从条目开头起，到含有“33), (174, 33)]”的那一行为止（首尾两行都算在内），把这些行重新写一遍，将其中的“bare arm”改为“exposed arm”，其余内容保持原样。答案里不要放图片。
═══ 原始条目
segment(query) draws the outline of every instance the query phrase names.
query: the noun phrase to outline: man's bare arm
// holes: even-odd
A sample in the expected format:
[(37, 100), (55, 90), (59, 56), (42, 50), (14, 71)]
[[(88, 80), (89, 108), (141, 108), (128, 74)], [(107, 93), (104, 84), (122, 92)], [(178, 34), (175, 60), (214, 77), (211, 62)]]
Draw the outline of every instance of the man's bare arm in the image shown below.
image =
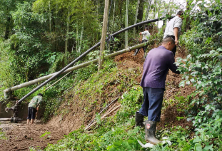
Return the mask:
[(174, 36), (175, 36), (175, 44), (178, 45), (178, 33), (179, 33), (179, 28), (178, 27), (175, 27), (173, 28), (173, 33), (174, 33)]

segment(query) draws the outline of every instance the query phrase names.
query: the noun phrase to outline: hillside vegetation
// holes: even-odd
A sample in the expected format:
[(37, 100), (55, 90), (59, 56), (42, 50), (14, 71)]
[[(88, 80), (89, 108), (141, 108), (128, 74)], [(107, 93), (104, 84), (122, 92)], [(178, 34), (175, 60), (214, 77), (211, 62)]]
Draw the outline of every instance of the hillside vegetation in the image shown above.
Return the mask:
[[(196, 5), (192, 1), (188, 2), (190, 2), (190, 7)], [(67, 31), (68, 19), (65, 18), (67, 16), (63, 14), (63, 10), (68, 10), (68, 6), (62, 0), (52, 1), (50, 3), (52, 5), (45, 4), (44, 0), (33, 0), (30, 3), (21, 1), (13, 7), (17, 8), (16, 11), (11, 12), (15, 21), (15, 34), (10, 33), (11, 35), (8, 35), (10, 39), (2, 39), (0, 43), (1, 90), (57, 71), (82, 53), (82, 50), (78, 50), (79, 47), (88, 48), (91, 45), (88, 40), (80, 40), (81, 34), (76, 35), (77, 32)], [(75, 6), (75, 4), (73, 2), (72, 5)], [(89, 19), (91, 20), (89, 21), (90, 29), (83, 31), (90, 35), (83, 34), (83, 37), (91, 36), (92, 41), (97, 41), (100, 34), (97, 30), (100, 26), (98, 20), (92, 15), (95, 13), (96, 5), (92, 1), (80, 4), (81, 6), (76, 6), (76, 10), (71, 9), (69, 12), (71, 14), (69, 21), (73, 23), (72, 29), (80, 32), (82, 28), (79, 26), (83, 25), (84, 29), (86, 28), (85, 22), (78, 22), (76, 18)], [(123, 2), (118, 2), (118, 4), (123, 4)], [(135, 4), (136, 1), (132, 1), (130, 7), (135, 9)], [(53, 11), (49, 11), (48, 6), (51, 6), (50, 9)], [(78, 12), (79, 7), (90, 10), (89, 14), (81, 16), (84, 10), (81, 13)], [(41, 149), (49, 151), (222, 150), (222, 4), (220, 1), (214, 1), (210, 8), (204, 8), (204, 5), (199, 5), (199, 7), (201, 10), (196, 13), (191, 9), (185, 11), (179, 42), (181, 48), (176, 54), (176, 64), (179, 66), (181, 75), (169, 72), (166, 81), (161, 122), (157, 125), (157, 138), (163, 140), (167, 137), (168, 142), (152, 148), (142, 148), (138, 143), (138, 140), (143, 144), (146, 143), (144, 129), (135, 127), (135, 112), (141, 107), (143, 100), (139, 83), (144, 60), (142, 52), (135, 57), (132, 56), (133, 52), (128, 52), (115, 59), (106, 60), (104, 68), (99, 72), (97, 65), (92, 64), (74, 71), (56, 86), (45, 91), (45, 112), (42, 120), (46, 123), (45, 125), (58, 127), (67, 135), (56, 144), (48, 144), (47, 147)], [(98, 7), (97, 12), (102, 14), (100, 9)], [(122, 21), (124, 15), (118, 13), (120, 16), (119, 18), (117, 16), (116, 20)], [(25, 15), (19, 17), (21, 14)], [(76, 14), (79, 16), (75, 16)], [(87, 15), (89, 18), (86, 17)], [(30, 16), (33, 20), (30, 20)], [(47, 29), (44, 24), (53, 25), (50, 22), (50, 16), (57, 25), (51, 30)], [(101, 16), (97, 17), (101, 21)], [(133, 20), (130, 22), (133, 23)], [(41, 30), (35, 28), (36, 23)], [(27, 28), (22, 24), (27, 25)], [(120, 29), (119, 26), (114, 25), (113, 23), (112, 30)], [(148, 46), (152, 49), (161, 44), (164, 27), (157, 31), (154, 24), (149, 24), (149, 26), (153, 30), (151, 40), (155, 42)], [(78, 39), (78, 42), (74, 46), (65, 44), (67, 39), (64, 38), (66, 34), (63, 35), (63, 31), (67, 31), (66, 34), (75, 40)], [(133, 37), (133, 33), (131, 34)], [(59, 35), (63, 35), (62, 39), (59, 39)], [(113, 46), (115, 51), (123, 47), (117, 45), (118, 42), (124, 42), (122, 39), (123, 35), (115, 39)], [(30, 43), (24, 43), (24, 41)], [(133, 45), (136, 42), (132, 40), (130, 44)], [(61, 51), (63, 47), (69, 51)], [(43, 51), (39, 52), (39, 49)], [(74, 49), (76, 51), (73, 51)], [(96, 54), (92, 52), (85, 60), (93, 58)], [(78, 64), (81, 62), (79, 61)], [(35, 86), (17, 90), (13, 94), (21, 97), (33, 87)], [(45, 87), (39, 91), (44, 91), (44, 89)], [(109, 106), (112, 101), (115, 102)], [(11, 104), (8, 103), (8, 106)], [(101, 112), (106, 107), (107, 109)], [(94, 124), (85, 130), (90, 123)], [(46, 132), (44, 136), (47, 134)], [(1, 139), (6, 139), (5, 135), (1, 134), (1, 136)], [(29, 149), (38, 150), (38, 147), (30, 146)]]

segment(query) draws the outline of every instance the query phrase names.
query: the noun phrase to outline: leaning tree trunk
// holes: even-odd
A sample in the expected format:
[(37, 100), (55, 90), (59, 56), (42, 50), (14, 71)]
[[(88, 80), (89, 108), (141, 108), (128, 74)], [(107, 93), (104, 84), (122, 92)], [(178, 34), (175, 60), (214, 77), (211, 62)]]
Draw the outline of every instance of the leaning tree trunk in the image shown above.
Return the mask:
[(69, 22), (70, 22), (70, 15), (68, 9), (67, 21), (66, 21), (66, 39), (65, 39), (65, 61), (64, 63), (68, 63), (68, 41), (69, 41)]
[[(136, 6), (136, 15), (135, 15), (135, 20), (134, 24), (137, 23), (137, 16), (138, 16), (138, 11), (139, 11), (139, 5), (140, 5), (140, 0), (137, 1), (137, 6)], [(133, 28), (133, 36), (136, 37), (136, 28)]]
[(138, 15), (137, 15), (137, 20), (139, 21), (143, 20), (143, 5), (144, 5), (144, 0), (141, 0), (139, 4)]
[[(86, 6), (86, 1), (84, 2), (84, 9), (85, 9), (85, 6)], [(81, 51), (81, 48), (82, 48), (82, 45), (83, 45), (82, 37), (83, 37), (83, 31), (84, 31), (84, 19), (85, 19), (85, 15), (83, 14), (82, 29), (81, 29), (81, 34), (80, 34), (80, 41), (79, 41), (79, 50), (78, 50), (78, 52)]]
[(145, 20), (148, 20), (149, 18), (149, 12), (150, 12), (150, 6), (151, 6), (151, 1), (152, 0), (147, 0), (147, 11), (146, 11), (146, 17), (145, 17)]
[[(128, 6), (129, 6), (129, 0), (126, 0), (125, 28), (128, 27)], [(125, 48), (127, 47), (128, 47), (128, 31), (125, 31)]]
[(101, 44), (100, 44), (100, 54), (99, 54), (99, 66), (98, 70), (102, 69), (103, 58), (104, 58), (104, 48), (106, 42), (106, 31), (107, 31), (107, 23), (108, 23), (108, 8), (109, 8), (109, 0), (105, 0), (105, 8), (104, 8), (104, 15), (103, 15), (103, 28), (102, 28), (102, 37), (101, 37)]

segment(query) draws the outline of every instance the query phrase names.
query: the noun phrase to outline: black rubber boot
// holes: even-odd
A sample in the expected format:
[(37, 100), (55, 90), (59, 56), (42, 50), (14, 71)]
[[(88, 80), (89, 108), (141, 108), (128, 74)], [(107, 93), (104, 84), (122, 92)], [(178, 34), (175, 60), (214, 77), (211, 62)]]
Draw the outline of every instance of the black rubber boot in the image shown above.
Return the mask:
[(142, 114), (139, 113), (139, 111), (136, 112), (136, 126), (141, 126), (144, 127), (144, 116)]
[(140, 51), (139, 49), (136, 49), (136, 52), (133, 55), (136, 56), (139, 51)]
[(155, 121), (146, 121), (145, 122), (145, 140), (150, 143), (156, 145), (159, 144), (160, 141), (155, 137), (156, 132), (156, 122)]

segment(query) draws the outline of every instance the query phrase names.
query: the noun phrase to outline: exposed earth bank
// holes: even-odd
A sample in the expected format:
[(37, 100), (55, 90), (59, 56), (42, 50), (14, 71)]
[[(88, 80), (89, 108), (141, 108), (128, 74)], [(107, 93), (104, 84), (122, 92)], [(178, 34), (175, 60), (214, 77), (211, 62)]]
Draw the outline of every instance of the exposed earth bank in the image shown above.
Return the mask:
══════
• 书面回答:
segment(query) draws the outline of every instance the query phrase names.
query: the noun phrase to outline: man's exposed arm
// holes: even-odd
A sample in the expected format:
[(37, 100), (55, 90), (59, 56), (42, 50), (14, 71)]
[[(88, 80), (89, 108), (141, 108), (128, 74)], [(107, 93), (104, 84), (122, 92)], [(178, 34), (175, 60), (214, 77), (211, 62)]]
Draw the outline of every instance of the man's exposed arm in the image shown below.
image =
Return the mask:
[(174, 36), (175, 36), (175, 44), (178, 45), (178, 33), (179, 33), (179, 28), (178, 27), (175, 27), (173, 28), (173, 33), (174, 33)]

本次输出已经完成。